Set task:
Lay out the items below, starting with the line that contains "flame in the workspace image." and running through the final line, as a JSON list of strings with one string per line and blank lines left out.

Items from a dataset
----
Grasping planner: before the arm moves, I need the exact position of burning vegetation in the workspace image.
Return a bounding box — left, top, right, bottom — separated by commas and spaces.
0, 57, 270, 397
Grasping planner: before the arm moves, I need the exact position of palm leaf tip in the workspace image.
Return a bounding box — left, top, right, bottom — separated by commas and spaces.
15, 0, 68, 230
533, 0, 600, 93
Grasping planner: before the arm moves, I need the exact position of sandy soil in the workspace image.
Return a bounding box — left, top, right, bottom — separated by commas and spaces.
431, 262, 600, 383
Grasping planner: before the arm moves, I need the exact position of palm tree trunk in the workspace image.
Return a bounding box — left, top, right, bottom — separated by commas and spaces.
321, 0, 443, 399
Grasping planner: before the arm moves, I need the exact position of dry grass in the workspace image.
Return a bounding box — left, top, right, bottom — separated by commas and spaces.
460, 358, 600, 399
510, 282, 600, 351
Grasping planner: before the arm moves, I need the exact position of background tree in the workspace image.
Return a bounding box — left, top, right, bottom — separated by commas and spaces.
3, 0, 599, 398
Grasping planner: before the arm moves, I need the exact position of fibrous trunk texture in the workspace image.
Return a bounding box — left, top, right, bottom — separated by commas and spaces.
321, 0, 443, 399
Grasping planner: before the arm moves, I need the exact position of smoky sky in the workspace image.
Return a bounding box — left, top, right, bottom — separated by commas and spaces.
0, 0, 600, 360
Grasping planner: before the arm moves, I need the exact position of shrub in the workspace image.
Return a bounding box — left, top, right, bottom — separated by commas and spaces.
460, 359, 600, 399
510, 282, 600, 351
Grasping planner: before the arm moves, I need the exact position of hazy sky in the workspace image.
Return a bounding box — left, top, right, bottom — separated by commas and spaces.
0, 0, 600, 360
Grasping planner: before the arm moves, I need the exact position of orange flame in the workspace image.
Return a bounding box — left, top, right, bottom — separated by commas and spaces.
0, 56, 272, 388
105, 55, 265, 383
----
Complete answer:
[
  "Grasping planner: before the arm moves, I need the exact position of orange flame in the workspace image.",
  "Return a bounding box — left, top, right, bottom — separated by commas and spaces.",
  "0, 56, 272, 388",
  "105, 55, 265, 383"
]